━━ DATA IN THIS EXERCISE

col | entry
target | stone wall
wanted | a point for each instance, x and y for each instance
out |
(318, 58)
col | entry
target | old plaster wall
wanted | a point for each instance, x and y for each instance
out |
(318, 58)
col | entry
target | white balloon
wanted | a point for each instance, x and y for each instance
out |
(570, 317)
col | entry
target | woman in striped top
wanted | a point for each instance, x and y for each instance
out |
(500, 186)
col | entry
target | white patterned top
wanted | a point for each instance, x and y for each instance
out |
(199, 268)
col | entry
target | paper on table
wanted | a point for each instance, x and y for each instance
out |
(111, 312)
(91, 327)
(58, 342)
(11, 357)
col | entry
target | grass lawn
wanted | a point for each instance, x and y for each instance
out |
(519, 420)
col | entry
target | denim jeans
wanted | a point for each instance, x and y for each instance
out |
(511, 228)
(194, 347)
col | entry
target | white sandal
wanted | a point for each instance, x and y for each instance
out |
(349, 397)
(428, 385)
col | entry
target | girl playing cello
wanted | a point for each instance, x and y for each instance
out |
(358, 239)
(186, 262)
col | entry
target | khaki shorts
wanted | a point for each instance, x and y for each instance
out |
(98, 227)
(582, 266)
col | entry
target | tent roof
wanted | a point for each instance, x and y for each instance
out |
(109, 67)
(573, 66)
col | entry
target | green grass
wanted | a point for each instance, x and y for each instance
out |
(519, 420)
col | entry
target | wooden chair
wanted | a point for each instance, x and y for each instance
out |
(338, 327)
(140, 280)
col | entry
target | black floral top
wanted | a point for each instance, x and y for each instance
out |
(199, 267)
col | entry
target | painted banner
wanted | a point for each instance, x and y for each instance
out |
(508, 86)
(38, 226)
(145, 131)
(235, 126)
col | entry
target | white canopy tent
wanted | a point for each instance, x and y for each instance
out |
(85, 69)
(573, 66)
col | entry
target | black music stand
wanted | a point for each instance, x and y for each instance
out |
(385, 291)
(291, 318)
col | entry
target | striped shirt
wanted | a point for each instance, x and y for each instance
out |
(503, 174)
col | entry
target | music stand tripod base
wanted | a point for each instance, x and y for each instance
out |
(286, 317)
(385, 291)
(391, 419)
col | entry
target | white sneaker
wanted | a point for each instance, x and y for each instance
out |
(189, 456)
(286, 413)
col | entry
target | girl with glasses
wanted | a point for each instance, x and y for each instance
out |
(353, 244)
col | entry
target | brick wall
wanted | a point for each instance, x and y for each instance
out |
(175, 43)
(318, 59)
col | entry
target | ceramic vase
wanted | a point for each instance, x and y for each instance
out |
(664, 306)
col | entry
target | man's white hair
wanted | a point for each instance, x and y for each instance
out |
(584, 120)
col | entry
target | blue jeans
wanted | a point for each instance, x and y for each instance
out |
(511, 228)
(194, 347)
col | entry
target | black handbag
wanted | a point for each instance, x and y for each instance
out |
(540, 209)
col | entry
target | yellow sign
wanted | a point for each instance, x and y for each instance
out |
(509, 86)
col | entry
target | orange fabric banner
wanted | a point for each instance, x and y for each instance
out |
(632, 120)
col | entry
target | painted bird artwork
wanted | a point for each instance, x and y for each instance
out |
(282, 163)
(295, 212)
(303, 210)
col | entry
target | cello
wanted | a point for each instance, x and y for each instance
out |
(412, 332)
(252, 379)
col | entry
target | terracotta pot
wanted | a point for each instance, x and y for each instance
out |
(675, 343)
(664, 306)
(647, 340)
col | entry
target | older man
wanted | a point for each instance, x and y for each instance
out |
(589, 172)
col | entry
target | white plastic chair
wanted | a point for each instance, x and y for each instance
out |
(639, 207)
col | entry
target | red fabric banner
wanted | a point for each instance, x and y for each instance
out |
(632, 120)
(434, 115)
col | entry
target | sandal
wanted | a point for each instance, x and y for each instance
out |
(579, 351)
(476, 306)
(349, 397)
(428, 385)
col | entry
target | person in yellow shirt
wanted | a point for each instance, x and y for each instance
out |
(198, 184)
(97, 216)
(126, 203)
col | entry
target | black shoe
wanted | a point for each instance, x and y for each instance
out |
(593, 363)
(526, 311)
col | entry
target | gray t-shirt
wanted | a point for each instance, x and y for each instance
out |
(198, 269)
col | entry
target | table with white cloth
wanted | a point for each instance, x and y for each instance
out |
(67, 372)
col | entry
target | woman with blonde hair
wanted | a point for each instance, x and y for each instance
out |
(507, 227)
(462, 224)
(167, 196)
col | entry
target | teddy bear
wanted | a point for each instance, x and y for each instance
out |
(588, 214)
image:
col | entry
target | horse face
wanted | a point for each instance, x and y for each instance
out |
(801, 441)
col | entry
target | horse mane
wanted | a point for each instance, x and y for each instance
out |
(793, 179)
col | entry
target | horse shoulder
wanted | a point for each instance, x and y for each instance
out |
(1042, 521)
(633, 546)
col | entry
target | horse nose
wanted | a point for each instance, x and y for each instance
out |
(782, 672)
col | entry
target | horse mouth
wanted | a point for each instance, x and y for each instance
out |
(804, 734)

━━━━

* **WHAT THE EXERCISE ASKS**: Your answer must be the lines above from the one containing "target | teddy bear" to the one containing "target | horse mane", both included, restated word for word.

* **TASK ANSWER**:
target | teddy bear
wanted | a point for each instance, x and y for each instance
out |
(588, 214)
image:
col | entry
target | horse face
wanted | a point for each instance, x and y for each instance
out |
(801, 441)
col | entry
target | horse mane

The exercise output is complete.